|News 21/03: US Senator files legislative amendment to JOBS Act. Australia remain firm against dispute settlement clauses. No progress on a place for Japan at the table?|
1. Knowledge Ecology International reports that US Senator Ron Wyden (D-Oregon) has filed two legislative amendments to the President's proposed JOBS (Jumpstart Our Business Startups) Act which would "prohibit the President from accepting or providing for the entry into force of certain legally binding trade agreements without the formal and express approval of Congress". One is for the TPP, while the other is for ACTA (the Anti-Counterfeiting Trade Agreement, already negotiated). Wyden's TPP amendment would require public disclosure of US negotiating positions and proposals on IP or the Internet. Techdirt also reports on Wyden's amendments, and their likelihood of their success, here. Wyden also pressed USTR Ron Kirk directly regarding both agreements during a Senate Finance Committee on the 2012 US Trade agenda, available on YouTube here.

════

● **YOUR TASKS**:
• 1. According to the trade news report, what would Senator Wyden's TPP amendment require?
• 2. Pick up the trade news report after its last sentence and carry it on with the next numbered items.

════

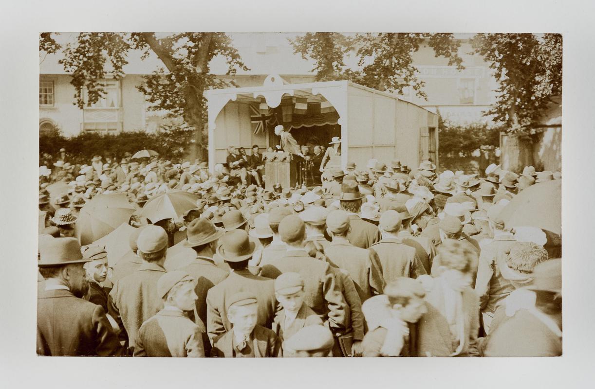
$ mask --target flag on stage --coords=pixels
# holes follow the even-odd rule
[[[334,107],[333,106],[333,105],[331,104],[330,102],[320,102],[321,113],[328,113],[329,112],[332,112],[334,110]]]
[[[267,125],[275,122],[275,115],[271,112],[268,106],[267,106],[266,113],[263,114],[259,107],[250,104],[250,121],[252,123],[252,131],[254,134],[264,134]]]
[[[308,99],[296,97],[296,104],[293,107],[293,113],[297,115],[305,115],[308,112]]]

════

● **TASK RESPONSES**:
• 1. It would require public disclosure of US negotiating positions and proposals on IP or the Internet.

• 2.
2. Knowledge Ecology International also has a round-up of the IP discussions from the Melbourne round of TPP negotiations.
3. The Sydney Morning Herald reports that as of the latest round the Australian government is standing firm (as a matter of government policy) on its refusal to allow investor-state dispute settlement mechanisms into the TPP.The Wall Street Journal reports that US business groups have written to President Obama and asked him to retaliate against this refusal. The Australian Chamber of Commerce and Industry has also expressed concern about the government's stance in a press release.
4. The co-leader of the NZ Green Party, Russel Norman, has returned from attending an international conference on the TPP in Japan, and has spoken to Radio New Zealand about the tenor of the concerns voiced there.
5. Following the Melbourne Round of TPP negotiations, Public Citizen have updated their comparative chart of the US's intellectual property proposal for the talks and existing Australian law, and published stakeholder presentations from Public Citizen, Cancer Control Council Australia, Medecins Sans Frontieres, and IP expert Sean Flynn.
6. The American Prospect has published a full special report for its April 2012 issue, Pacific Illusions, which presents a series of critical perspectives on the claimed benefits of the TPP to the United States, economically and strategically.
7. The Detroit News reports that President Obama has not yet decided whether to allow Japan entry into talks, and reports that Detroit's 'Big Three' auto manufacturers still oppose Japan's entry to talks but welcome Canada and Mexico's.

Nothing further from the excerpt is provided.